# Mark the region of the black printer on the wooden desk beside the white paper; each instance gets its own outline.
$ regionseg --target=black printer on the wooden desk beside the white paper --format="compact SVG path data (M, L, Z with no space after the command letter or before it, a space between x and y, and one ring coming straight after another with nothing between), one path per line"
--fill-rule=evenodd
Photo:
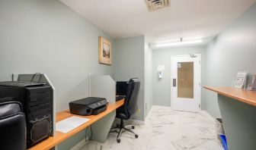
M71 114L82 116L100 114L107 109L106 98L88 97L69 102L69 111Z

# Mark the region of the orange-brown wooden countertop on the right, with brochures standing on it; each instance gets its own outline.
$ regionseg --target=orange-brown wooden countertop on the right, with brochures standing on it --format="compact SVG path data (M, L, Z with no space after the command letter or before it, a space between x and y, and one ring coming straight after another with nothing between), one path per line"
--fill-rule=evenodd
M256 106L256 91L249 91L246 89L238 89L235 87L216 87L216 86L203 86L220 95L225 95L229 98L234 98L240 102L247 103L248 105Z

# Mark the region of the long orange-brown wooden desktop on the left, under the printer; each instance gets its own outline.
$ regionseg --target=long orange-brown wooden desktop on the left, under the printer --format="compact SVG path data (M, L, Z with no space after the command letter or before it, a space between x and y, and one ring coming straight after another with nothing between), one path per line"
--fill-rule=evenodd
M34 145L33 147L29 148L29 150L47 150L47 149L53 148L53 146L58 145L60 142L64 141L65 139L68 139L70 136L73 136L75 133L78 133L79 131L90 126L92 123L106 116L107 114L110 114L110 112L116 110L121 105L123 105L123 102L124 100L120 100L118 102L108 104L107 110L103 111L101 114L98 114L98 115L79 116L75 114L70 114L69 109L66 111L60 111L59 113L56 114L56 122L59 122L60 120L64 120L72 116L85 117L90 120L88 120L86 123L83 123L81 126L75 128L74 130L71 130L69 133L61 133L59 131L56 131L55 136L50 136L48 139L45 139L42 142L39 142L37 145Z

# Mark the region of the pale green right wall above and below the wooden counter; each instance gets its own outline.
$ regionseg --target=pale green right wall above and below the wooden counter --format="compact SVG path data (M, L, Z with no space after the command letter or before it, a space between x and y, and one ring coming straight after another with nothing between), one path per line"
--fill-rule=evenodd
M255 73L256 4L222 31L206 50L206 85L231 86L238 71ZM220 117L217 95L206 92L206 111Z

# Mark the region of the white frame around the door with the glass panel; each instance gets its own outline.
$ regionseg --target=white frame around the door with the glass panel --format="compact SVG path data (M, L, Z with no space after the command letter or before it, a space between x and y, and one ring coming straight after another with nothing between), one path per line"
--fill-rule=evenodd
M198 79L198 80L199 80L199 85L198 85L198 86L199 86L199 90L198 90L198 95L199 95L198 98L199 98L199 100L198 100L198 102L199 102L199 111L201 111L201 104L202 104L202 102L201 102L201 97L202 97L202 95L201 95L201 90L202 90L202 89L201 89L201 88L202 88L202 87L201 87L201 83L202 83L202 79L201 79L201 72L202 72L202 71L201 71L201 70L202 70L202 67L201 67L201 66L202 66L202 65L201 65L201 54L171 55L171 71L170 71L170 72L171 72L171 73L170 73L170 77L171 77L171 82L170 82L170 83L171 83L171 86L170 86L170 87L171 87L171 89L170 89L170 92L171 92L171 99L170 99L170 101L171 101L171 109L172 109L172 110L174 110L174 109L173 109L174 98L173 98L173 94L172 94L172 93L173 93L173 90L172 90L172 89L173 89L173 86L172 86L172 85L173 85L173 80L172 80L172 79L173 79L172 64L173 64L173 61L174 61L173 58L177 58L177 57L187 57L187 56L191 57L191 55L197 55L197 57L199 58L199 72L200 72L200 73L198 74L198 76L199 76L199 77L198 77L198 78L199 78L199 79ZM176 82L176 84L177 84L177 82Z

» **WHAT YOU SHOULD DO**
From the records above, return each line that has the string "standing".

» **REPLY TO THE EXERCISE**
# Mark the region of the orange-brown wooden countertop on the right, with brochures standing on it; each instance gets its own outline.
$ regionseg --target=orange-brown wooden countertop on the right, with brochures standing on it --format="compact SVG path data (M, L, Z with no space after the command letter or before it, a space between x and y, and one ring coming straight after another with nothing between), one path per line"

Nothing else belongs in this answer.